#### AIM OF THE TASK
Repeat every record below, word for word.
<<<<
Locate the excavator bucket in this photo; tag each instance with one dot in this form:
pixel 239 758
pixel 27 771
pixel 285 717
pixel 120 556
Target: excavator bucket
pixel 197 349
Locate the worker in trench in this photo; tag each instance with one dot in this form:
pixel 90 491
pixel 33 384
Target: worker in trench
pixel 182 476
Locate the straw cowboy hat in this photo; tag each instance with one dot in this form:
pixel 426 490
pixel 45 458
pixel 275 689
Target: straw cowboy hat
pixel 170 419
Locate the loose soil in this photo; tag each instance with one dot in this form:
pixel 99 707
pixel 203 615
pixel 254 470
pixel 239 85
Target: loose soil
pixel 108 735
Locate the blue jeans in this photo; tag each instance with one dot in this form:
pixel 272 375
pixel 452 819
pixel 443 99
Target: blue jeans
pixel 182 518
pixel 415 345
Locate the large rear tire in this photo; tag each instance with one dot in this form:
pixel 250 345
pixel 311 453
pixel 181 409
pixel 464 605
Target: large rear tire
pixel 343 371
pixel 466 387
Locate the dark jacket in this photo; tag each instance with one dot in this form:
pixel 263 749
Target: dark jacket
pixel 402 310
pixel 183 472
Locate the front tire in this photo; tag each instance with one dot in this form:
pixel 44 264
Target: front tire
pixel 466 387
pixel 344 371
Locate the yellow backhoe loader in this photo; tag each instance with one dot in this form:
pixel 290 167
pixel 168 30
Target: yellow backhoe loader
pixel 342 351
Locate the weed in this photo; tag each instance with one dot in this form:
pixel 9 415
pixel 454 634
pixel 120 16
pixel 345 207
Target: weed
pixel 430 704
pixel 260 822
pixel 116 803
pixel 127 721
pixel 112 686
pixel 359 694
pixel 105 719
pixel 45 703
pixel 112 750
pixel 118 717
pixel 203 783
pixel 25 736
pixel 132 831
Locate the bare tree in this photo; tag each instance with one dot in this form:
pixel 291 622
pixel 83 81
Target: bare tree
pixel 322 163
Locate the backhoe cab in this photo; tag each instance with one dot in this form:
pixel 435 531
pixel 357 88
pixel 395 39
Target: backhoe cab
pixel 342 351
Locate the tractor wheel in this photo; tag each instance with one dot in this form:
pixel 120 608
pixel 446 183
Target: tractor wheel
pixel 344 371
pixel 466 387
>>>>
#### RESULT
Locate the excavator bucket in this photo; tag each instance with one dot in this form:
pixel 239 758
pixel 27 771
pixel 285 717
pixel 120 556
Target: excavator bucket
pixel 197 349
Locate the worker in trench in this photo; tag each instance with one dot in this form:
pixel 90 491
pixel 33 384
Target: worker in trench
pixel 182 476
Locate the straw cowboy hat in this photo; tag each instance with one dot in this form:
pixel 426 490
pixel 45 458
pixel 275 689
Target: straw cowboy hat
pixel 170 419
Locate the loose soil in this photo; tag each instance with one dot in this form:
pixel 99 707
pixel 203 615
pixel 254 470
pixel 239 85
Target: loose soil
pixel 108 735
Locate the blue jeans in this photo; tag each instance with one dot in this form:
pixel 272 375
pixel 452 819
pixel 443 99
Target: blue jeans
pixel 182 518
pixel 415 345
Locate the large rear tire in this photo; tag each instance with one dot in this form:
pixel 250 345
pixel 311 453
pixel 181 409
pixel 464 605
Target: large rear tire
pixel 343 371
pixel 466 387
Locate the dark jacket in this photo; tag each instance with one dot in this form:
pixel 263 749
Target: dark jacket
pixel 402 310
pixel 183 472
Locate the front tire in this photo; tag each instance with one dot in this form:
pixel 44 264
Target: front tire
pixel 466 387
pixel 344 371
Locate the yellow backhoe loader in this photo; tag each instance with one dot in this form:
pixel 290 167
pixel 168 30
Target: yellow backhoe loader
pixel 342 351
Locate the weed in this photo; tag each instance with one dot in this form:
pixel 9 415
pixel 454 634
pixel 120 16
pixel 345 207
Target: weed
pixel 430 704
pixel 260 822
pixel 116 803
pixel 127 721
pixel 112 686
pixel 359 694
pixel 105 719
pixel 45 703
pixel 112 750
pixel 118 717
pixel 203 783
pixel 25 736
pixel 132 831
Locate the bare tree in this photo; tag each instance with one dot in this form:
pixel 291 622
pixel 83 81
Target: bare tree
pixel 322 163
Locate the backhoe cab in this photo; tag each instance with one dot in this form:
pixel 435 531
pixel 357 88
pixel 395 39
Target: backhoe cab
pixel 342 351
Locate the tractor wheel in this photo; tag each instance with one dot in this form:
pixel 120 608
pixel 446 183
Target: tractor wheel
pixel 344 371
pixel 466 387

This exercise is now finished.